• **Task prompt**
Exact copy without images: repeat every entry as written.

• **Exercise data**
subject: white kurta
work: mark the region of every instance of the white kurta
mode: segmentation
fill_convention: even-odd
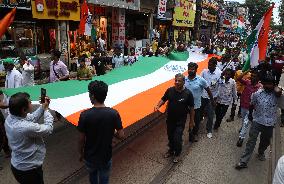
[[[34,85],[34,66],[32,64],[25,63],[23,65],[23,86],[33,86]]]
[[[12,71],[7,72],[5,88],[18,88],[23,86],[23,76],[14,67]]]

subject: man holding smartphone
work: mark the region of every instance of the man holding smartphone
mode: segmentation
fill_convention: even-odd
[[[9,146],[12,150],[11,169],[19,183],[43,184],[42,164],[46,148],[43,137],[53,131],[53,116],[48,110],[50,99],[32,113],[28,93],[16,93],[9,100],[10,114],[5,121]],[[44,116],[44,123],[39,119]]]

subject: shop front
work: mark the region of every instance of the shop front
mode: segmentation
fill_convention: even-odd
[[[136,12],[140,9],[140,0],[89,0],[88,3],[94,15],[95,37],[104,38],[108,49],[124,49],[128,37],[143,37],[140,29],[133,31],[133,23],[137,26],[144,24],[139,19],[133,19],[134,16],[137,17]]]
[[[195,12],[195,3],[186,0],[176,2],[173,14],[174,40],[176,42],[191,41]]]
[[[0,58],[16,58],[19,53],[32,56],[37,53],[36,22],[32,19],[28,1],[13,3],[0,1],[0,20],[17,6],[14,22],[0,38]]]
[[[218,3],[216,1],[202,1],[200,40],[209,44],[216,33]]]

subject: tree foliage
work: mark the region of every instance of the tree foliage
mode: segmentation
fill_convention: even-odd
[[[279,17],[280,17],[280,24],[284,27],[284,0],[281,1],[279,6]]]
[[[264,13],[271,6],[271,2],[268,0],[246,0],[245,6],[248,7],[248,18],[254,29]]]

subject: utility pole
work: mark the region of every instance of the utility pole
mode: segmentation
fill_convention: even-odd
[[[196,0],[196,13],[194,21],[194,33],[193,39],[198,40],[200,36],[200,21],[201,21],[201,12],[202,12],[202,0]]]

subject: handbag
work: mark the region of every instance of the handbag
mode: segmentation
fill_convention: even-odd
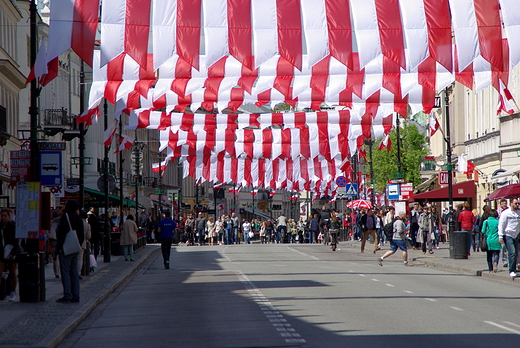
[[[69,214],[65,214],[67,216],[67,221],[69,223],[70,230],[67,232],[65,236],[65,241],[63,242],[63,254],[70,255],[77,253],[81,250],[81,245],[79,244],[78,235],[76,230],[72,229],[72,225],[70,224]]]
[[[480,250],[488,251],[487,237],[484,233],[480,235]]]

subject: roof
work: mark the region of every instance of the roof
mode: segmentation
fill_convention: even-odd
[[[453,200],[462,201],[475,197],[475,181],[469,180],[454,184],[452,188]],[[448,201],[448,186],[441,187],[413,196],[416,201],[445,202]]]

• **Task output**
subject: white kurta
work: mark the region of every instance of the white kurta
mode: segmentation
fill_convention: even-odd
[[[34,85],[34,66],[32,64],[25,63],[23,65],[23,86],[33,86]]]
[[[12,71],[7,72],[5,88],[18,88],[23,86],[23,76],[14,67]]]

subject: man holding smartphone
work: mark the region of every instance of the man holding smartphone
mode: segmentation
fill_convention: even-odd
[[[9,146],[12,150],[11,169],[19,183],[43,184],[42,164],[46,148],[43,137],[53,131],[53,116],[48,110],[50,99],[32,113],[28,93],[16,93],[9,100],[10,114],[5,121]],[[44,116],[44,123],[39,119]]]

subject: shop front
work: mark the region of every instance of the shop front
mode: segmentation
fill_convention: even-odd
[[[136,12],[140,9],[140,0],[89,0],[88,3],[94,15],[95,37],[104,38],[108,49],[124,49],[128,37],[143,37],[140,29],[133,31],[133,23],[137,26],[144,24],[139,19],[133,19],[134,16],[137,17]]]
[[[195,12],[195,3],[186,0],[176,2],[173,14],[174,40],[176,42],[191,41]]]
[[[0,58],[16,58],[19,53],[32,56],[37,53],[36,22],[32,19],[28,1],[13,3],[0,1],[0,20],[17,6],[14,22],[0,38]]]
[[[218,3],[216,1],[202,1],[200,40],[209,44],[216,33]]]

subject: tree foliage
work: mark the region of every instance of the tree foliage
mode: segmentation
fill_convention: even-odd
[[[279,17],[280,17],[280,24],[284,27],[284,0],[281,1],[279,6]]]
[[[264,13],[271,6],[271,2],[268,0],[246,0],[245,6],[248,7],[248,18],[254,29]]]

subject: utility pole
work: mark the region of every instance of the utility pole
mode: segmentation
fill_convention: even-odd
[[[196,0],[196,13],[194,21],[194,33],[193,39],[198,40],[200,36],[200,21],[201,21],[201,12],[202,12],[202,0]]]

subject: handbag
work: mark the region of every instance of the handbag
mode: segmentation
fill_convention: even-odd
[[[69,214],[65,214],[67,216],[67,221],[69,223],[70,230],[67,232],[65,236],[65,241],[63,242],[63,254],[70,255],[77,253],[81,250],[81,245],[79,244],[78,235],[76,230],[72,229],[72,225],[70,224]]]
[[[480,250],[488,251],[487,237],[484,233],[480,235]]]

subject: roof
work: mark the region of every instance of the roof
mode: segmentation
fill_convention: even-odd
[[[453,200],[462,201],[475,197],[475,181],[469,180],[454,184],[452,188]],[[448,201],[448,186],[441,187],[413,196],[416,201],[445,202]]]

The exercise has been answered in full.